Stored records
+++
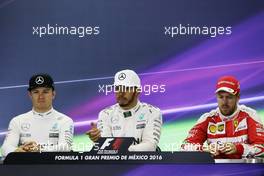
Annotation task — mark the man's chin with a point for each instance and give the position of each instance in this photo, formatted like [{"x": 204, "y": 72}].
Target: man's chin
[{"x": 122, "y": 105}]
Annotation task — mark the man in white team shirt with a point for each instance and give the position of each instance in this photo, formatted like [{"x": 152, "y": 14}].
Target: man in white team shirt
+++
→ **What the exercise asks**
Repeat the records above word for word, from the first line to the last. Leave out the pictures.

→ **Completed task**
Annotation task — mark the man's chin with a point for each instance and give the position of each instance in this photo, formatted like [{"x": 204, "y": 72}].
Target: man's chin
[{"x": 122, "y": 105}]
Annotation task — mark the man in white team shirt with a point for each instance and give the position of each instance in this photo, formatted like [{"x": 152, "y": 14}].
Target: man in white team shirt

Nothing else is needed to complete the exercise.